Franklin wusste, wie wichtig es war, den Glamour des Todes nicht zu zerstören. Von dem Blut und der Gallenflüssigkeit, von dem Geruch und von dem Schleim […] Von solchen Details wollte niemand etwas hören.
Fast in einem Rutsch habe ich „Neun“ ausgelesen, so unfassbar spannend war es! Was dem Klappentext (und zugegeben auch meiner Zusammenfassung) nach wie ein beliebiges Jugendbuch klingt, ist in Wahrheit so viel besser, denn hinter den hoch angesehenen Wiedergeburten und dem Glamour des Todes steckt mehr als nur die Erfüllung des Lebensplans: Umweltschutz ist eine wichtige Thematik, denn alle Charaktere in diesem Buch nehmen ausschließlich Soja-Produkte zu sich. Auch, dass die Überbevölkerung eine zentrale Rolle spielt, finde ich sehr interessant. Jedoch gibt es eine Sache, die mir sauer aufstößt: Alle Menschen, die eines ihrer Leben auslöschen, sich also umbringen, wachen inmitten eines Sees auf – in einem verbesserten Körper. Das ist nicht das Problem, sondern dass die Leichen der „alten“ Körper immer noch an Ort und Stelle liegen. Die Erde hat also nicht nur die Überbevölkerung zum Problem, sondern auch ein extrem gesteigertes Aufkommen an Leichen. Diese werden entweder fachmännisch „verschwinden gelassen“ oder eben verbrannt. Man sollte meinen, dass dieser Aspekt auch ein wenig Beachtung vom Autor erhält, doch dem ist leider nicht so. Der Autor betont jedes Mal, wenn die Kids einen Kakao trinken, dass es sich um einen Soja-Kakao handelt, und auch alle Mahlzeiten werden auf diese Weise betont, doch dass die unfassbar angewachsene Leichenmenge bzw. deren „Entsorgung“ ein Umweltproblem darstellt, findet sich leider in keiner Erwähnung.

------------------------------------------------------------

[Aufgabenstellung]:
a - Was nehmen laut der Rezension zu „Neun“ alle Charaktere des Buches ausschließlich zu sich?
b - Führe die Rezension zu „Neun“ im Anschluss an ihren letzten Satz weiter.

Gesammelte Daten
------------------------------------------------------------

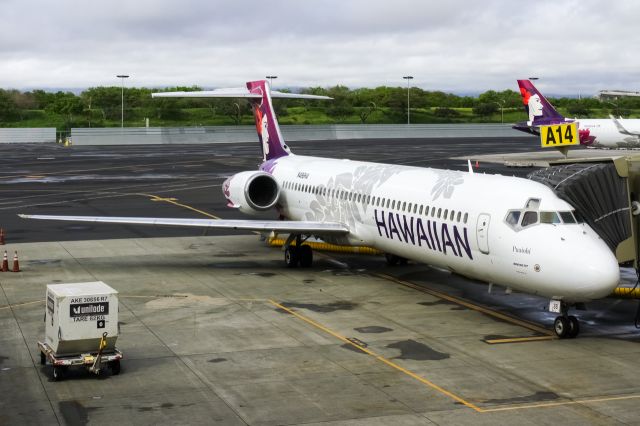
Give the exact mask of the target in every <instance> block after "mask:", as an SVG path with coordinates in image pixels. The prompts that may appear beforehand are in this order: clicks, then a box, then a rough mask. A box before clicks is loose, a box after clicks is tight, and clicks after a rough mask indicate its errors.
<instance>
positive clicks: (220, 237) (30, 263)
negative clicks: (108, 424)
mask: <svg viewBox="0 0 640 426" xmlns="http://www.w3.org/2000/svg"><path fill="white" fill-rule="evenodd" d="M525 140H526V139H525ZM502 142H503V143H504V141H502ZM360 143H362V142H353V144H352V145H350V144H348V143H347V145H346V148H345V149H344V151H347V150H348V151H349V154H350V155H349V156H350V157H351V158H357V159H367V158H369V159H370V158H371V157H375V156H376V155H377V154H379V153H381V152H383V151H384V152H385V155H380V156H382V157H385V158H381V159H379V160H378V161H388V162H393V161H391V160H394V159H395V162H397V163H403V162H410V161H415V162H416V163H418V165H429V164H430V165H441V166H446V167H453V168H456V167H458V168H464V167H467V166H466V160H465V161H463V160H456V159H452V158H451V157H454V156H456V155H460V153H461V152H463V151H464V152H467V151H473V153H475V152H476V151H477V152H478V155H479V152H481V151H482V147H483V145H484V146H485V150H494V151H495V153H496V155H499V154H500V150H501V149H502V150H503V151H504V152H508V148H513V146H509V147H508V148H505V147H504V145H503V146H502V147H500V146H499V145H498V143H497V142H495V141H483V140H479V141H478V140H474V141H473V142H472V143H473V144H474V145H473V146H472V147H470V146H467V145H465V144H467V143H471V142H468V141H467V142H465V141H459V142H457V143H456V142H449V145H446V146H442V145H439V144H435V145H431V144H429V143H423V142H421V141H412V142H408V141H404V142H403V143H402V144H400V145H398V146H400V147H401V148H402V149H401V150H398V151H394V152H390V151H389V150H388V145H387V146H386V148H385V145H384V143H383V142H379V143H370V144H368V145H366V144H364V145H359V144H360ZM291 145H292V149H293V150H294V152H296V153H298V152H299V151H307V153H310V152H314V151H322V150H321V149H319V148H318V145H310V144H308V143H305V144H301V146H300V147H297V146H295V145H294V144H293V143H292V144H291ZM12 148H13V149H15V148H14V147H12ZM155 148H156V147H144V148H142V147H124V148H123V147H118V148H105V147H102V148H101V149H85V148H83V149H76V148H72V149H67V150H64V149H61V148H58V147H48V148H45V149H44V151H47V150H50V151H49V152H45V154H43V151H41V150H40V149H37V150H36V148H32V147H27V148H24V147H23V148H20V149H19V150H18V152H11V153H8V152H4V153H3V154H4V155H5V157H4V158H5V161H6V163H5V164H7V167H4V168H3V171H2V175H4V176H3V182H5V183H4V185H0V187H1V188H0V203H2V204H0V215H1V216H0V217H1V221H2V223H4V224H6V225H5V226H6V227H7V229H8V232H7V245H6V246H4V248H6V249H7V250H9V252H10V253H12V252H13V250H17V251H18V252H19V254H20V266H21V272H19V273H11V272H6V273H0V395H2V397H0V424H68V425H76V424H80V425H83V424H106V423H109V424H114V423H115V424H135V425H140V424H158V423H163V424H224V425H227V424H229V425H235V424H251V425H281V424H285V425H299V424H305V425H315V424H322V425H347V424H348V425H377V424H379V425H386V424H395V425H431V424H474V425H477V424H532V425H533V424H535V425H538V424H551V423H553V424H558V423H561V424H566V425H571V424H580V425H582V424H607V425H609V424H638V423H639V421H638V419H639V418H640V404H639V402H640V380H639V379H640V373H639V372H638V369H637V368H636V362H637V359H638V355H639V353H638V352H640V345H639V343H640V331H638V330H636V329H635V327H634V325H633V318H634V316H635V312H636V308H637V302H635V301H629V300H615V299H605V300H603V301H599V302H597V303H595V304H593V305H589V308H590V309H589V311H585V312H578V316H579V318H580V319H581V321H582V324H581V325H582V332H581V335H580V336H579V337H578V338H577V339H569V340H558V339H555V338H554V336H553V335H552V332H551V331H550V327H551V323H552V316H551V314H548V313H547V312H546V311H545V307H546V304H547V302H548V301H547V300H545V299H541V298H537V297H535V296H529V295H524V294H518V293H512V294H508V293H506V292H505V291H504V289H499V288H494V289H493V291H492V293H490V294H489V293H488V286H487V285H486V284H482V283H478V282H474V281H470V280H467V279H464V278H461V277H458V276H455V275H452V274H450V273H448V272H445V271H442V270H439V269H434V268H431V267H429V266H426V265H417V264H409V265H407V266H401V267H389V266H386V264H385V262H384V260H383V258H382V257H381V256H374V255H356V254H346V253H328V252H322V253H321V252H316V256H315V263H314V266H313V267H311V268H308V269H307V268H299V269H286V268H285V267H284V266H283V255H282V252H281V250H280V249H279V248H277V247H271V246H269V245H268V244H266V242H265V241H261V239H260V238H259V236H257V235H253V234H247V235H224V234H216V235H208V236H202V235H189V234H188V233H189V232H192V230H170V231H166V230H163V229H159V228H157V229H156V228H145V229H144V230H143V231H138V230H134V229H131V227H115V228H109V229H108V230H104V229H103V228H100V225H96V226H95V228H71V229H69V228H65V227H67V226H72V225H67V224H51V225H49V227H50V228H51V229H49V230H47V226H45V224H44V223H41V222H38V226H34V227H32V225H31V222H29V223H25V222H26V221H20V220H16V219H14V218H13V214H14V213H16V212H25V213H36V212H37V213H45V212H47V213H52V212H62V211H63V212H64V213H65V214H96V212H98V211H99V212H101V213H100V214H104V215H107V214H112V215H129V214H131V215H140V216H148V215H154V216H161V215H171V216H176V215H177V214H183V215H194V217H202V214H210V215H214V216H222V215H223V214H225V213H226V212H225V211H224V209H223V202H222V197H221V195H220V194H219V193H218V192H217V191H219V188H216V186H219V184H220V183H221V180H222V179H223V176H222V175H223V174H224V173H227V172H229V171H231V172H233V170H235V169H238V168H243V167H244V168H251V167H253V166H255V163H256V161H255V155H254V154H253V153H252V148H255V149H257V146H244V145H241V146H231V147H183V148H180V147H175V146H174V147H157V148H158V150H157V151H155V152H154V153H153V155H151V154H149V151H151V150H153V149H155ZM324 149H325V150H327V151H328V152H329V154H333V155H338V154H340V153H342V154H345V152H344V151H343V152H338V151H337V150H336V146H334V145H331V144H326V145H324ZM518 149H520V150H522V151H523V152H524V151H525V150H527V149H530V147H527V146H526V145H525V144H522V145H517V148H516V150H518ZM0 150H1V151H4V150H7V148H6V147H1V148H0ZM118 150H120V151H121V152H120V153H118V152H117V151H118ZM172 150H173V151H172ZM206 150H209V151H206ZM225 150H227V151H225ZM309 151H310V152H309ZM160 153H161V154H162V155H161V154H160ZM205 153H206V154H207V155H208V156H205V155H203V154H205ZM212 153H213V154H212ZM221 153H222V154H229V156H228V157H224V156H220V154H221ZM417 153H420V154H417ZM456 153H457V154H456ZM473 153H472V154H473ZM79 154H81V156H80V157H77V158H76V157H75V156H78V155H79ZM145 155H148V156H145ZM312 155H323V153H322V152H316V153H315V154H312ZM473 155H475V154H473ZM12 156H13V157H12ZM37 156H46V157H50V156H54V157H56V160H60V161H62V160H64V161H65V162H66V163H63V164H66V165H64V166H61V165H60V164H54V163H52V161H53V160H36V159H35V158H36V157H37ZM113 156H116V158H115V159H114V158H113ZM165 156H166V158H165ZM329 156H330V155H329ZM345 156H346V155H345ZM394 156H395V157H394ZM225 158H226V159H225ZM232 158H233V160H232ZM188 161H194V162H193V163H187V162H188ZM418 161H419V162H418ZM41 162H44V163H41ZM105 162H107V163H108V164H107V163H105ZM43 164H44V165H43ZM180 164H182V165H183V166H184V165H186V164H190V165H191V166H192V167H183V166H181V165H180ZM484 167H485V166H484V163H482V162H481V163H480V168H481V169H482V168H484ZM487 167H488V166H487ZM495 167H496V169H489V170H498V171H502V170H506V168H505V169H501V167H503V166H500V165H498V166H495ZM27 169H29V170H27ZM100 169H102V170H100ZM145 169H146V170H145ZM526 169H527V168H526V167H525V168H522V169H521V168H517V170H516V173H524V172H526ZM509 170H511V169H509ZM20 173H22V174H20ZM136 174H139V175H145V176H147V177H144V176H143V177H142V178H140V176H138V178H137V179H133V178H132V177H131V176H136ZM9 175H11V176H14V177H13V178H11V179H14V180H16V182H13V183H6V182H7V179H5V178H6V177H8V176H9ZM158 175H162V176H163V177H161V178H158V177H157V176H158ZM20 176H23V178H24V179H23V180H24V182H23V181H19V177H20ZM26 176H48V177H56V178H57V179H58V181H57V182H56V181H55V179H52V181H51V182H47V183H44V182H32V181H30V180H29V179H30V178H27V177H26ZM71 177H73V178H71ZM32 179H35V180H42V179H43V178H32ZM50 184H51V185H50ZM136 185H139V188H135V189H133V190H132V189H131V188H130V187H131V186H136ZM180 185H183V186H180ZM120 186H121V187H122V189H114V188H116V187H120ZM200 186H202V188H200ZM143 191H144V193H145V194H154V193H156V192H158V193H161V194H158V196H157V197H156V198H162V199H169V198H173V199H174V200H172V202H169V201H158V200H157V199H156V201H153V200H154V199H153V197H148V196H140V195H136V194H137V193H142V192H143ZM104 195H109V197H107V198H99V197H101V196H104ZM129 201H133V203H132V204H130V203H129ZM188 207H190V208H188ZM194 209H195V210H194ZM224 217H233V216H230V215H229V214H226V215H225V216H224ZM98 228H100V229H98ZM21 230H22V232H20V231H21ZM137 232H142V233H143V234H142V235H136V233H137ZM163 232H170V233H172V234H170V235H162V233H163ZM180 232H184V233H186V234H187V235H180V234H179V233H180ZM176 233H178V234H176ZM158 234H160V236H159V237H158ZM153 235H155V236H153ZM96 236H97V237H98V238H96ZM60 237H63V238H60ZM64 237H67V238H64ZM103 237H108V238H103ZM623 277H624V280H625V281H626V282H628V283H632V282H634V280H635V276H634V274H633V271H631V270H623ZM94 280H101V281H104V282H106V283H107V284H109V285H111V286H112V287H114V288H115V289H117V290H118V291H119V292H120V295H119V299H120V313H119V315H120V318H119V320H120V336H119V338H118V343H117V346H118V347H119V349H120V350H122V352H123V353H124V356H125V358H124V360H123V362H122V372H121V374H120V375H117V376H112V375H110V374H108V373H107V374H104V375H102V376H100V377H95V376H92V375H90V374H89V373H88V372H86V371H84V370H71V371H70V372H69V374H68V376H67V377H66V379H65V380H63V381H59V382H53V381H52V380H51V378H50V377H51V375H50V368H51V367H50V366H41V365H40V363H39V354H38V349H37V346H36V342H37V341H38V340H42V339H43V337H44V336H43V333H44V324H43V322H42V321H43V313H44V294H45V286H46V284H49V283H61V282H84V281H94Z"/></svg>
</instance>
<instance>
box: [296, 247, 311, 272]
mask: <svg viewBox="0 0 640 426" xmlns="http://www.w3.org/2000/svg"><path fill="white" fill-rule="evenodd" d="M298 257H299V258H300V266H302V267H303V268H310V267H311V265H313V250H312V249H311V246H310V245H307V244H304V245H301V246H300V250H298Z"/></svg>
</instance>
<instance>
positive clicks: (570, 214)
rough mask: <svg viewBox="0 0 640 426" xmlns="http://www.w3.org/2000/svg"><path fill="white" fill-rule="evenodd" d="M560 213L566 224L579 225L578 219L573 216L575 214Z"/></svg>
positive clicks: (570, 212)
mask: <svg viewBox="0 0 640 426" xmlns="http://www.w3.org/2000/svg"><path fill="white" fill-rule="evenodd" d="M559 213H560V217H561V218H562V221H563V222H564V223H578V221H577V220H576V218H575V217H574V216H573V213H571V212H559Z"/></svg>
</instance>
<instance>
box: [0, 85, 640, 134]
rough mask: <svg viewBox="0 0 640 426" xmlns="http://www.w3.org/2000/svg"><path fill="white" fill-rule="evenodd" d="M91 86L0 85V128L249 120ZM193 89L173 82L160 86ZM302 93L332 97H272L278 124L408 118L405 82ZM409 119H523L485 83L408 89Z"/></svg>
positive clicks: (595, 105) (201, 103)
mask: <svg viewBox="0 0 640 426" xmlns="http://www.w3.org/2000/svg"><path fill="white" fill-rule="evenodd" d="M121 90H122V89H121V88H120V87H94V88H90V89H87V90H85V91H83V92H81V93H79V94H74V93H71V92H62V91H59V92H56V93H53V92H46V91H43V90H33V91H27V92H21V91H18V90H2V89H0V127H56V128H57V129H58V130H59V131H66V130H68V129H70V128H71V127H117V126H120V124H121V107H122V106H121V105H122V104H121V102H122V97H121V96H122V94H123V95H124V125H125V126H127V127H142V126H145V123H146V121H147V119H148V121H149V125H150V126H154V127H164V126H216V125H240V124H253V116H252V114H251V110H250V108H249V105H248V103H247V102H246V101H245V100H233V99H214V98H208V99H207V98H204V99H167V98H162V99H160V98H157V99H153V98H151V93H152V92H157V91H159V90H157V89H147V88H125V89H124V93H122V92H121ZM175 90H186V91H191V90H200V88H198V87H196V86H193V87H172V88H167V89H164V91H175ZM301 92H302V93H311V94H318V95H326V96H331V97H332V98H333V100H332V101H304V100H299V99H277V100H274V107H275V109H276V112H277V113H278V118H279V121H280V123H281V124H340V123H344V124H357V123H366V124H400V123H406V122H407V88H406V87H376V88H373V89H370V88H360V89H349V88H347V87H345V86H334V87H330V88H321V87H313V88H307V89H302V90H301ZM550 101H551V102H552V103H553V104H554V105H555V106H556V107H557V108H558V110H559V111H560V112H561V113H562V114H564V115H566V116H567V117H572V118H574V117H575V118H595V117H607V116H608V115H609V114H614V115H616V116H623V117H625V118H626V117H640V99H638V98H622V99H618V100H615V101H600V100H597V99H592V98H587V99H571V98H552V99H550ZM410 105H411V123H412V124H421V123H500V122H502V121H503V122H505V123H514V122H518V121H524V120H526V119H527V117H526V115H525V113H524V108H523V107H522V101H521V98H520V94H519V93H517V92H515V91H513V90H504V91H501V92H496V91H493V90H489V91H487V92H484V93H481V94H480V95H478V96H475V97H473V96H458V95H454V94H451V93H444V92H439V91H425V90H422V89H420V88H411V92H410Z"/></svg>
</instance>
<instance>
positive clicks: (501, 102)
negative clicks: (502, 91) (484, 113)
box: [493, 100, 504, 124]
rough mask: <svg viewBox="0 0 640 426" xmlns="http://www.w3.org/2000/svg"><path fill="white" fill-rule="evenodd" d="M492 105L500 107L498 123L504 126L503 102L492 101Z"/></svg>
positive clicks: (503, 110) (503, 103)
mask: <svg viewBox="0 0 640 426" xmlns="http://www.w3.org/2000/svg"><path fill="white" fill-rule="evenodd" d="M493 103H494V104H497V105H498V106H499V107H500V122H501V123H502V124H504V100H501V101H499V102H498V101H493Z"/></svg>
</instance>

------------------------------------------------------------

[Lösungen]:
a - Ausschließlich Soja-Produkte.

b -
Doch Rant beiseite, denn ich habe „Neun“ wirklich genossen. Denn nicht nur wurde der Prozess der Wiedergeburt detailliert erläutert, sondern es treten nach und nach auch mehr Fakten zutage, die diesen Prozess und das Ansehen einer hohen Lebenszahl infrage stellen. Denn immer mehr und besonders immer mehr junge Menschen leiden an immer stärker auftretenden Wiedergeburtsfehlern. Bei manchen äußert sich das durch ein Muttermal oder einen ähnlichen optischen „Makel“, wieder andere haben Herzrhythmusstörungen, werden farbenblind, haben Erinnerungslücken oder leiden an einer schlimmeren Form, der Retrogression. Dass die Zahl und Schwere der Wiedergeburtsfehler ansteigt, scheint die Behörden nicht zu interessieren bzw. – was passiert hier wirklich? Dieser spannenden Frage geht Julian mithilfe seiner Freunde Cody und Glen nach. Temporeich und mit einer einfachen, schnörkellosen Sprache geht es hier rund. Die Charaktere sind zwar nicht immer ausgefleischt und einige Mitschüler Julians wirken fast wie Karikaturen ihrer Selbst, doch das hat mir den Spaß an „Neun“ nicht verdorben.
Fazit: Ein hochspannendes und kurzweiliges Buch! Wer Lust auf eine Dystopie hat, die ein wenig anders ist, kann hier beherzt zugreifen.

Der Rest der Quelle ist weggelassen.